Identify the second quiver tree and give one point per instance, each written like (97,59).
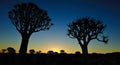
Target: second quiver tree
(87,29)
(28,18)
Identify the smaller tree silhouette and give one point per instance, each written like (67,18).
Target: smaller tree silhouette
(11,50)
(27,19)
(85,30)
(3,50)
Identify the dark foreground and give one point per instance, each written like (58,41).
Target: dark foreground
(60,59)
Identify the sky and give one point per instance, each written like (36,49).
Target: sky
(63,12)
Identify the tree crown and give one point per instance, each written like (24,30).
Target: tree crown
(86,29)
(29,18)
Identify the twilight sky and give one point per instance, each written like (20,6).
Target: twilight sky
(63,12)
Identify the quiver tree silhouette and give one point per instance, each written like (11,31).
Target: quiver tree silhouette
(28,18)
(87,29)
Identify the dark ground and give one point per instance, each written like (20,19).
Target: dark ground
(60,59)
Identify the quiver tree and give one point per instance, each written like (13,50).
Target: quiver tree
(85,30)
(28,18)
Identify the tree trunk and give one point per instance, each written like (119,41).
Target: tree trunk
(24,44)
(84,49)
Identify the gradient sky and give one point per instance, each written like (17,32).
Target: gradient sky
(63,12)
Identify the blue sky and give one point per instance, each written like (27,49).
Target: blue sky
(63,12)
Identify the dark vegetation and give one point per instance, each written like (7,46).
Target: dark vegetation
(85,30)
(60,59)
(29,18)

════

- WHAT TO PRODUCE
Can you reproduce all of the data above verbatim, leaving out the picture?

- EXPECTED ANSWER
Identify the second quiver tree and give one point per instance, each written like (97,59).
Target: second quiver tree
(87,29)
(28,18)
Identify the smaller tree silhouette and give one point per instance, each written like (67,18).
Target: smaller tree silhouette
(11,50)
(27,19)
(85,30)
(3,50)
Identify the dark foreground and give one point per instance, each written like (58,41).
Target: dark foreground
(60,59)
Identify the sky and give one point per instance, each written like (36,49).
Target: sky
(63,12)
Identify the tree crown and give one point per instance, each written like (24,30).
Target: tree crown
(86,29)
(29,18)
Identify the twilight sky and give one point per instance, each written like (20,6).
Target: twilight sky
(63,12)
Identify the quiver tree silhouette and give one point per instance, each written like (11,31).
Target: quiver tree silhouette
(28,18)
(87,29)
Identify the dark ground and give one point per instance, each written like (20,19).
Target: dark ground
(60,59)
Identify the quiver tree and give one point per instance, each written like (13,50).
Target: quiver tree
(85,30)
(28,18)
Identify the tree trunk and give one point per instance, each written like (119,41).
Target: tree trunk
(24,44)
(84,49)
Identify the gradient sky and give one point per instance, each written like (17,32).
Target: gradient sky
(63,12)
Identify the blue sky and give one point per instance, each written like (27,49).
Target: blue sky
(63,12)
Identify the dark vegetation and give one point per instance, each written like (7,46).
Target: dark vegetation
(85,30)
(60,59)
(29,18)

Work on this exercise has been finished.